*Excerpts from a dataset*
---------------

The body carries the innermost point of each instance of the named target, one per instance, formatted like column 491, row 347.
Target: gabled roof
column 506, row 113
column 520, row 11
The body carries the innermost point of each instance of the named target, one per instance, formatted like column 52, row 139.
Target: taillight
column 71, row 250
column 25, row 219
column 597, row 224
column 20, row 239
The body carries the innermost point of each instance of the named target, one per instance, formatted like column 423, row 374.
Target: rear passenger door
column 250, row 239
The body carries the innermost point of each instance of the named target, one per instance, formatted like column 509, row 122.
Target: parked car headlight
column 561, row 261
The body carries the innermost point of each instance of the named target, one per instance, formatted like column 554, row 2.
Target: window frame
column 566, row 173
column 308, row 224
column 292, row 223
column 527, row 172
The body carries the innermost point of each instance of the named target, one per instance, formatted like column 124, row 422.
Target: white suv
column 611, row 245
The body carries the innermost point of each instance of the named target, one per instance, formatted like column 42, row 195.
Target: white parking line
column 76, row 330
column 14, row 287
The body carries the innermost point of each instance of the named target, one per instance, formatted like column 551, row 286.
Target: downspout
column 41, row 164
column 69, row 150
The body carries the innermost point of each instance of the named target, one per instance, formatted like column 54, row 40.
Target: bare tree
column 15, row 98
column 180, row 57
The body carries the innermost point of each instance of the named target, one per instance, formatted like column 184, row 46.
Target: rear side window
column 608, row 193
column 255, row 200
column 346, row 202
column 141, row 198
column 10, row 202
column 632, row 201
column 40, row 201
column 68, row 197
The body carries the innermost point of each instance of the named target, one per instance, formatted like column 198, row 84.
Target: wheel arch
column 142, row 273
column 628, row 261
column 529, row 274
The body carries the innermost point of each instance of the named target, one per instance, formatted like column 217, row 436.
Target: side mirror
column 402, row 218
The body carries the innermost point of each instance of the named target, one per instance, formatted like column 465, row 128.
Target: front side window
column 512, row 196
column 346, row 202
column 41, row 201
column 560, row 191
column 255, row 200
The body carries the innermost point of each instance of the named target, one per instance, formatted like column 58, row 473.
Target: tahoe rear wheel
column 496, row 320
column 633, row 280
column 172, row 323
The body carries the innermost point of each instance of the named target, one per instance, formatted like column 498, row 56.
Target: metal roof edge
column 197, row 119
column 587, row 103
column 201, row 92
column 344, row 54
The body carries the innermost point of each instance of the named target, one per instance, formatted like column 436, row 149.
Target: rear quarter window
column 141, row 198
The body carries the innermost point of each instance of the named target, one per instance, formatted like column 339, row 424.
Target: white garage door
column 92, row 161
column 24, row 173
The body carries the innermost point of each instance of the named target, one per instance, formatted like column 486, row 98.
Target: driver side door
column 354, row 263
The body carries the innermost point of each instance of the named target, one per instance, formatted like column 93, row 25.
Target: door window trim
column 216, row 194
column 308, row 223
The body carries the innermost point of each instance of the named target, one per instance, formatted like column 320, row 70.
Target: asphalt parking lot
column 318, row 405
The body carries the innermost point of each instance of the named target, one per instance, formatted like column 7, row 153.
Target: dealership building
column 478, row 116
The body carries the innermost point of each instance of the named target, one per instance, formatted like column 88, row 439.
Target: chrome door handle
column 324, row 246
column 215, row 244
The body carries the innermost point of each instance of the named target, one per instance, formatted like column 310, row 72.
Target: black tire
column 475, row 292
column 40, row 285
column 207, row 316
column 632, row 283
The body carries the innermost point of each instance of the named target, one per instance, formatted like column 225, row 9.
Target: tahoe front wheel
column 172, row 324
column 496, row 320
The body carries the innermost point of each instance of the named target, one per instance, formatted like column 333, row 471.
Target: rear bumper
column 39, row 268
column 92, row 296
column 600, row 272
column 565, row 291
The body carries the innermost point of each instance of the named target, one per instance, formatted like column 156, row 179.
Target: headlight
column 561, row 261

---------------

*The problem*
Word for word, set down all of the records above.

*Written solution*
The body carries the innermost point of each instance of the named target, one per instance, formatted like column 491, row 347.
Target: gabled roof
column 506, row 113
column 520, row 11
The body carries the innermost point of each instance of the named target, one per instance, formatted like column 52, row 139.
Target: taillight
column 71, row 250
column 25, row 219
column 597, row 224
column 20, row 239
The body carries the innermost point of each instance of the named target, one per instance, formatted like column 423, row 374.
Target: rear passenger door
column 250, row 239
The body carries the innermost point of each instance of the named target, one per instance, formatted like column 509, row 122.
Target: parked car headlight
column 561, row 261
The body carries the innermost point of each instance of the named target, one per instance, formatted like column 554, row 2.
Target: window frame
column 566, row 173
column 308, row 224
column 292, row 223
column 527, row 172
The body carries the innermost point of each instance of the named target, one per instance, formatted like column 124, row 422.
Target: white suv
column 611, row 245
The body carries the innermost point of each instance of the named target, one per instance, formatted like column 42, row 195.
Target: white parking line
column 76, row 330
column 14, row 287
The body carries the innermost point of each instance of the named target, one per instance, formatted like column 551, row 286.
Target: downspout
column 41, row 164
column 69, row 150
The body carries the innermost point of each instance of the named target, one per instance, formatted like column 54, row 40.
Target: bare tree
column 15, row 98
column 180, row 57
The body carries the innermost point of each instance of the named target, one per instance, formatted like column 184, row 46.
Target: rear side window
column 608, row 193
column 255, row 200
column 346, row 202
column 141, row 198
column 10, row 202
column 632, row 201
column 40, row 201
column 68, row 197
The body carries the innermost point of each instance of the named target, one per instance, formatted like column 198, row 84.
Target: wheel arch
column 142, row 273
column 628, row 261
column 529, row 274
The body carries the innermost point of each instance of the named target, one per instance, formatted like column 217, row 436.
Target: side mirror
column 402, row 218
The body carries the innermost point of each instance of the named target, one per instance, formatted like column 465, row 128.
Target: front side window
column 512, row 196
column 346, row 202
column 41, row 201
column 560, row 191
column 255, row 200
The body carries the innermost point of each instance of the named target, one per instance, formatted like column 58, row 473.
Target: tahoe rear wheel
column 496, row 320
column 633, row 280
column 172, row 323
The body carries the innermost point of each instance of the named target, one per instance, formatted like column 498, row 56.
Target: metal roof edge
column 197, row 119
column 587, row 103
column 201, row 92
column 344, row 54
The body carries the innermost point of each instance of the named target, one per instance, formatted like column 436, row 149.
Target: rear quarter window
column 141, row 198
The body carries the innermost point of each instance of the named target, one per instance, formatted like column 339, row 424.
Target: white garage door
column 92, row 161
column 24, row 173
The body carries the innermost point of each instance of the named target, one per instance, formatted like column 486, row 98.
Target: driver side door
column 354, row 263
The body carries the innermost point of each instance of the named target, one per instance, formatted like column 93, row 25.
Target: door window trim
column 216, row 194
column 308, row 223
The body carries the innermost point of each instance of the named target, one per instance, formatted like column 320, row 70.
Target: asphalt parking lot
column 318, row 405
The body carries the innermost point of each instance of the named target, one per instance, formatted like column 7, row 153.
Target: dealership building
column 478, row 116
The body carries the innermost point of each instance of the named target, one per instance, formatted like column 88, row 439.
Target: chrome door handle
column 324, row 246
column 215, row 244
The body carries the innermost point of each instance of the named target, one per instance, formatted like column 310, row 72.
Target: black tire
column 475, row 292
column 40, row 285
column 207, row 316
column 632, row 283
The body carries the innermost point of each instance of the named target, one per instance, formatted like column 225, row 9.
Target: tahoe front wheel
column 172, row 324
column 496, row 320
The body carries the innermost point of each instance of the named target, one per instance, formatted like column 333, row 471.
Target: rear bumper
column 39, row 268
column 92, row 296
column 600, row 272
column 565, row 291
The body carries the innermost point of each instance of the named target, one per instance, formatted like column 156, row 179.
Target: headlight
column 561, row 261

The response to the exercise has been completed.